START Stored data
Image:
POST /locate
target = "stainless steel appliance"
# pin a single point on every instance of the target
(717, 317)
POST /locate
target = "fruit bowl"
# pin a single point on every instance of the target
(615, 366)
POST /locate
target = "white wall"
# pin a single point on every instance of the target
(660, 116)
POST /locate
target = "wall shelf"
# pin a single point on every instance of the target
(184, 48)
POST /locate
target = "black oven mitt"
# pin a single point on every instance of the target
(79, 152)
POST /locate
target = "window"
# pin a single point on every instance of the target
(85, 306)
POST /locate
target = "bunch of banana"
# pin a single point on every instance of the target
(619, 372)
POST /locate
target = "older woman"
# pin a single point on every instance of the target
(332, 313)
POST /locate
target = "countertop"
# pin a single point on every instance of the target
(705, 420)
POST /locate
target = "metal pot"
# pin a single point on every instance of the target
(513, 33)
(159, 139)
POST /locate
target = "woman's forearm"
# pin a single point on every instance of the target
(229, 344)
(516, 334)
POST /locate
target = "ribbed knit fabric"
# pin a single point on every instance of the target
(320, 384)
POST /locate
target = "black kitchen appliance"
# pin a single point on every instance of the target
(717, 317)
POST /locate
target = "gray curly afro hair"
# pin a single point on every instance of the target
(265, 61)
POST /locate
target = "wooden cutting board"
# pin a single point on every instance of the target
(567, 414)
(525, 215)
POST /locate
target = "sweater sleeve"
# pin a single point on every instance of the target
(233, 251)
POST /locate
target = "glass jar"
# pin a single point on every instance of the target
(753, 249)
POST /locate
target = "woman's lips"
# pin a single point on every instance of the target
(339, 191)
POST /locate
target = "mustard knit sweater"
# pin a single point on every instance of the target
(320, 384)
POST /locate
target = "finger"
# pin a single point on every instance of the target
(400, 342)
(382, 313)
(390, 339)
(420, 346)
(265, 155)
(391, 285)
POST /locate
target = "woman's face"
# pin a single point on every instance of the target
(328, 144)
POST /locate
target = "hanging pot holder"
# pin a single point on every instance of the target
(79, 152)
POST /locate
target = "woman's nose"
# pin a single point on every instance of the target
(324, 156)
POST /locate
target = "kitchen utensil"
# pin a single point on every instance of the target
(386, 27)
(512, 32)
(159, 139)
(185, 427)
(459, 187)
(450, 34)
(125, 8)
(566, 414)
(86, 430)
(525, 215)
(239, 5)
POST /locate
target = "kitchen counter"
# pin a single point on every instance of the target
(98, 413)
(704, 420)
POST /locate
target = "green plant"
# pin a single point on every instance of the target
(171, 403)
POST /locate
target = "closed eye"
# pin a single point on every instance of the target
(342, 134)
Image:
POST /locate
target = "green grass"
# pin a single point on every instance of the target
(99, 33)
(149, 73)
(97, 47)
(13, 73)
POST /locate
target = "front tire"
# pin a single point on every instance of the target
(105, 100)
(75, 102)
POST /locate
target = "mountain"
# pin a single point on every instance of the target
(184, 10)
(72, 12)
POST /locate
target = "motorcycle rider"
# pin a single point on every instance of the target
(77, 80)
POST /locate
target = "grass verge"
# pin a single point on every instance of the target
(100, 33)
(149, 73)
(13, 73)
END Stored data
Word for word, repeat every line of the data.

Image:
POST /locate
target = "stainless steel appliance"
# pin a single point on every instance of the target
(717, 317)
POST /locate
target = "fruit bowl"
# pin a single point on every instance of the target
(615, 366)
POST /locate
target = "white wall"
# pin a single point on every instance of the target
(660, 116)
POST /locate
target = "wall shelf"
# pin a single point on every instance of the target
(184, 48)
POST /locate
target = "black oven mitt"
# pin a single point on every instance of the target
(79, 152)
POST /locate
target = "window"
# pin a single point on every instance of the target
(85, 306)
POST /locate
target = "bunch of banana"
# pin a single point on every instance of the target
(619, 372)
POST /locate
target = "older woman"
# pin a single point on every instance of the target
(332, 313)
POST /locate
target = "countertop"
# pin a single point on every instance of the target
(705, 420)
POST /locate
target = "metal pot"
# pin a single point on every instance of the target
(513, 33)
(159, 139)
POST /locate
target = "woman's forearm"
# pin a single point on every instance of the target
(229, 344)
(516, 334)
POST /locate
target = "ribbed knit fabric"
# pin a single point on every instance of the target
(320, 384)
POST /locate
target = "black kitchen appliance"
# pin a single point on every instance of the target
(717, 317)
POST /locate
target = "gray curly afro hair"
# pin a single point on every instance of the target
(265, 61)
POST /locate
target = "wooden cutting board"
# pin a single point on every instance of the target
(567, 414)
(525, 215)
POST /locate
target = "sweater sleeve"
# pin a single point on every instance of the target
(233, 251)
POST /locate
target = "glass jar"
# pin a single point on every instance of the target
(753, 249)
POST /locate
target = "woman's lips"
# pin a single point on every instance of the target
(339, 191)
POST /locate
target = "mustard knit sweater"
# pin a single point on every instance of the target
(320, 384)
POST /locate
target = "finger"
# pin a single point on every instance of the target
(400, 342)
(382, 313)
(390, 339)
(420, 346)
(265, 155)
(391, 285)
POST /locate
target = "woman's face"
# pin a single point on every instance of the target
(328, 144)
POST /locate
target = "hanging pot holder"
# pin a single point on every instance of the target
(79, 152)
POST /locate
target = "woman's nose"
# pin a single point on every instance of the target
(324, 156)
POST /locate
target = "kitchen utensil"
# pin a single point on every instance of the target
(386, 27)
(512, 32)
(159, 139)
(185, 427)
(459, 187)
(450, 34)
(125, 8)
(566, 414)
(86, 430)
(525, 215)
(239, 5)
POST /locate
target = "kitchen counter"
# pin a single point on every instance of the target
(98, 413)
(704, 420)
POST /locate
target = "green plant"
# pin a single point on every instance of the target
(171, 403)
POST /locate
target = "closed eye"
# pin a single point on every instance of the target
(342, 134)
Image:
POST /locate
target = "green grass"
# pin a single point on every instance of the target
(99, 33)
(149, 73)
(97, 47)
(13, 73)
POST /locate
target = "front tire"
# pin a single point on every instance of the target
(105, 100)
(75, 102)
POST /locate
target = "mountain"
# pin a single point on every instance of the target
(184, 10)
(72, 12)
POST /locate
target = "motorcycle rider"
# pin a single point on every instance of the target
(77, 80)
POST /locate
target = "grass verge"
# pin a single point on every instance of the target
(100, 33)
(149, 73)
(13, 73)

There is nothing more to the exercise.